▶ **REQUIRED WORK**
Take the line containing "Give the segmentation of every instance of the sky." and all lines after it to the end of the records, and output them exactly.

# # # # # # #

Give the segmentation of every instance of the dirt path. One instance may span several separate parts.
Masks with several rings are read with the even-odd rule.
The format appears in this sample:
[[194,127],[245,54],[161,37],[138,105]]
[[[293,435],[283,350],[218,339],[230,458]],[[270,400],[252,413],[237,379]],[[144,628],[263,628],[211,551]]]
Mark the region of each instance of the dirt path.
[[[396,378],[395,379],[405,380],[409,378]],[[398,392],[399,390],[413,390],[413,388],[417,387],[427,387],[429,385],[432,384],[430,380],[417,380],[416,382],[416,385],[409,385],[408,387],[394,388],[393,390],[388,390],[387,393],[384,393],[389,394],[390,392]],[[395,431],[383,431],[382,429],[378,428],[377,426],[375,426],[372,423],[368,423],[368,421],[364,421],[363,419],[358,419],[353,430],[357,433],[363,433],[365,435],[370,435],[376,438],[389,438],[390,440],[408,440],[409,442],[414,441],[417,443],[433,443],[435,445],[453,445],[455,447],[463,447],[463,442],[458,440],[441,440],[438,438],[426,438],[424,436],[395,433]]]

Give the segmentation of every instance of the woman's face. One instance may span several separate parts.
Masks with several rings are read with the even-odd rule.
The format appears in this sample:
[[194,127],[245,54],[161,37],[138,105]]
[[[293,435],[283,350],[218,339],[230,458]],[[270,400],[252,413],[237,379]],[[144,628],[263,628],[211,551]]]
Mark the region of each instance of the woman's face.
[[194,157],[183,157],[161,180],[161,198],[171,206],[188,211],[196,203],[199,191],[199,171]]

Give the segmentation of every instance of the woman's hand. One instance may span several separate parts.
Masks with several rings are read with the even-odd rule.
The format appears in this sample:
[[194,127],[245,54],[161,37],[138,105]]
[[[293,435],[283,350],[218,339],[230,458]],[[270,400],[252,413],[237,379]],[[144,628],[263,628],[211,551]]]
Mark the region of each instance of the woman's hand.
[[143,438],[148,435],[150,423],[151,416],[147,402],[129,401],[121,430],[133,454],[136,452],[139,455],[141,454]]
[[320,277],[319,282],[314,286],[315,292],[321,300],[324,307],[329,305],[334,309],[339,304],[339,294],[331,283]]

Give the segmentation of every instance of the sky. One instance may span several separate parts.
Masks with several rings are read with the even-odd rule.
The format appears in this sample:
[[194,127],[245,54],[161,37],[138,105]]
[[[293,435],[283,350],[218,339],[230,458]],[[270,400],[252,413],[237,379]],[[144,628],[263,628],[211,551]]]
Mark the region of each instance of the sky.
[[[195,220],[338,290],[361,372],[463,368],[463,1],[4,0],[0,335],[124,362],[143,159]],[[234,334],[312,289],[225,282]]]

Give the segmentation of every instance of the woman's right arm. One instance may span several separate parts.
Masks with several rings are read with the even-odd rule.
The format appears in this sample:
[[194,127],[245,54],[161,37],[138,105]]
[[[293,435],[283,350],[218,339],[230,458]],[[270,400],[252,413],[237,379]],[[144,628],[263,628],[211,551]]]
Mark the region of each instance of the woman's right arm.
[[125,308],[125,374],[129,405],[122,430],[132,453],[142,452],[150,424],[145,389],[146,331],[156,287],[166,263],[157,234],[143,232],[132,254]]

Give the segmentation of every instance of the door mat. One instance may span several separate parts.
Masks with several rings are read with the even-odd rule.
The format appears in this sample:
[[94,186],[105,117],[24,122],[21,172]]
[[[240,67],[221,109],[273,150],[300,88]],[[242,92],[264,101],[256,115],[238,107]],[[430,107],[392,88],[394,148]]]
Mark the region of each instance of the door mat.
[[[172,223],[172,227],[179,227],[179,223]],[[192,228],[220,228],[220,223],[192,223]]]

# # # # # # #

▶ **RESPONSE TO THE EXERCISE**
Give the segmentation of every instance of the sky. One instance may span several separate parts.
Masks with several rings are read with the even-odd rule.
The format appears in this sample:
[[194,127],[245,54],[161,37],[138,105]]
[[[293,435],[283,350],[218,339],[230,458]],[[270,400],[252,413],[237,379]],[[144,628],[263,628],[211,551]]]
Mark the region of each instance of the sky.
[[[195,220],[338,290],[361,372],[463,368],[463,1],[4,0],[0,335],[124,362],[143,159]],[[234,334],[312,289],[225,282]]]

Give the segmentation of every instance of the woman's right arm. One instance may span several separate parts.
Masks with several rings are read with the even-odd rule.
The format appears in this sample:
[[194,127],[245,54],[161,37],[138,105]]
[[[293,435],[283,350],[218,339],[230,458]],[[270,400],[252,413],[237,379]],[[144,628],[263,628],[211,551]]]
Mark the region of each instance of the woman's right arm.
[[125,308],[125,374],[129,405],[122,430],[132,453],[142,452],[150,424],[145,389],[146,331],[156,287],[166,263],[157,234],[143,232],[132,254]]

Give the segmentation of every instance of the door mat. One instance may span several separate parts.
Masks with several rings are read with the even-odd rule.
The format appears in this sample:
[[94,186],[105,117],[24,122],[21,172]]
[[[240,67],[221,109],[273,150],[300,88]],[[242,92],[264,101],[256,115],[238,107]],[[430,107],[392,88],[394,148]]]
Mark the region of each instance of the door mat.
[[[172,223],[172,227],[179,227],[179,223]],[[192,228],[220,228],[220,223],[192,223]]]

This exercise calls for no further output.